WHAT TO WORK ON:
Rewrite all the items below with "rough mask" changed to "coarse mask" wherever it occurs, keeping everything else the same. Leave the pictures out.

DATA FOR THE TASK:
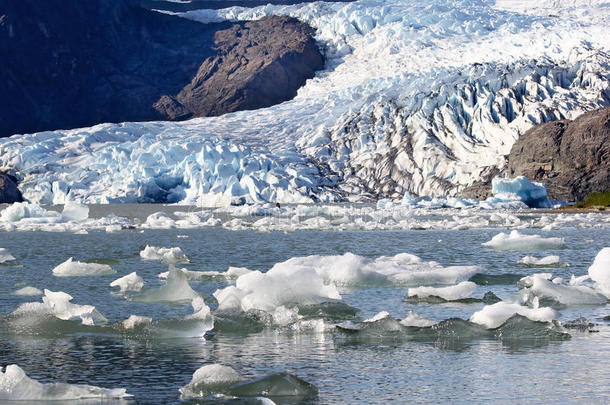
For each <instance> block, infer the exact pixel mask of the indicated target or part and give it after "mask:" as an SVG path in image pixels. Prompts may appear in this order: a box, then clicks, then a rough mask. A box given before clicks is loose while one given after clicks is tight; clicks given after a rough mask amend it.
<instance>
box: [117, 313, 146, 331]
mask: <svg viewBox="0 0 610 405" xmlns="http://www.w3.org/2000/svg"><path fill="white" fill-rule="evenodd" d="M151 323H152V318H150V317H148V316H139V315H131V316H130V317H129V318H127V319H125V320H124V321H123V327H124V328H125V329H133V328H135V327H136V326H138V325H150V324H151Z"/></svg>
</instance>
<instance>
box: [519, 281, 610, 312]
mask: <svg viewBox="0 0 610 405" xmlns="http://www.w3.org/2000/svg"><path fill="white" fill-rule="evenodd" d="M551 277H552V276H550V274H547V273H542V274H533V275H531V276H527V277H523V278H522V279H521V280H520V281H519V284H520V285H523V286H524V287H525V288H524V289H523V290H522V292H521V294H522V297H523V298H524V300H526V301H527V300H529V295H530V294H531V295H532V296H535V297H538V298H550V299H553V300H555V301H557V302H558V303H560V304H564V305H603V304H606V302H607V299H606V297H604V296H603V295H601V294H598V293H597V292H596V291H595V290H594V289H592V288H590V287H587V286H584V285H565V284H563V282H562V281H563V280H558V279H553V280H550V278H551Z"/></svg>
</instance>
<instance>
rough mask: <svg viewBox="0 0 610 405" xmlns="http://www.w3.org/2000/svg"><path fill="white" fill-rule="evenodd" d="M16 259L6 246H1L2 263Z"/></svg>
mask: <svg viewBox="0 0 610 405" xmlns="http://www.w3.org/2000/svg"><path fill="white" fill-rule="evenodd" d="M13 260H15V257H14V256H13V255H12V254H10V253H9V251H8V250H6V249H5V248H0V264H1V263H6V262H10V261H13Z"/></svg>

FINAL ANSWER:
For each <instance> block, infer the exact pixel mask of the indicated target or part and give it after "mask:" as an SVG path in image pixels. Prompts may appear in this order: a box, then clicks, then a coarse mask. A box given before clicks is loose while one given after clicks is tight; clicks given after a coarse mask amend it.
<instance>
box: [117, 313, 146, 331]
mask: <svg viewBox="0 0 610 405" xmlns="http://www.w3.org/2000/svg"><path fill="white" fill-rule="evenodd" d="M151 323H152V318H150V317H148V316H139V315H131V316H130V317H129V318H127V319H125V320H124V321H123V327H124V328H125V329H133V328H135V327H136V326H138V325H150V324H151Z"/></svg>
</instance>
<instance>
box: [519, 281, 610, 312]
mask: <svg viewBox="0 0 610 405" xmlns="http://www.w3.org/2000/svg"><path fill="white" fill-rule="evenodd" d="M551 277H552V276H550V274H547V273H542V274H533V275H531V276H527V277H523V278H522V279H521V280H520V281H519V284H520V285H523V286H524V287H525V288H524V289H523V290H522V292H521V294H522V297H523V298H524V300H526V301H527V300H529V295H530V294H531V295H532V296H535V297H538V298H550V299H553V300H555V301H557V302H558V303H560V304H564V305H603V304H606V302H607V299H606V297H604V296H603V295H601V294H598V293H597V292H596V291H595V290H594V289H592V288H590V287H587V286H584V285H565V284H563V282H562V281H563V280H558V279H553V280H550V278H551Z"/></svg>
</instance>
<instance>
coarse mask: <svg viewBox="0 0 610 405" xmlns="http://www.w3.org/2000/svg"><path fill="white" fill-rule="evenodd" d="M16 259L6 246H1L2 263Z"/></svg>
mask: <svg viewBox="0 0 610 405" xmlns="http://www.w3.org/2000/svg"><path fill="white" fill-rule="evenodd" d="M13 260H15V257H14V256H13V255H12V254H10V253H9V251H8V250H6V249H5V248H0V264H1V263H6V262H10V261H13Z"/></svg>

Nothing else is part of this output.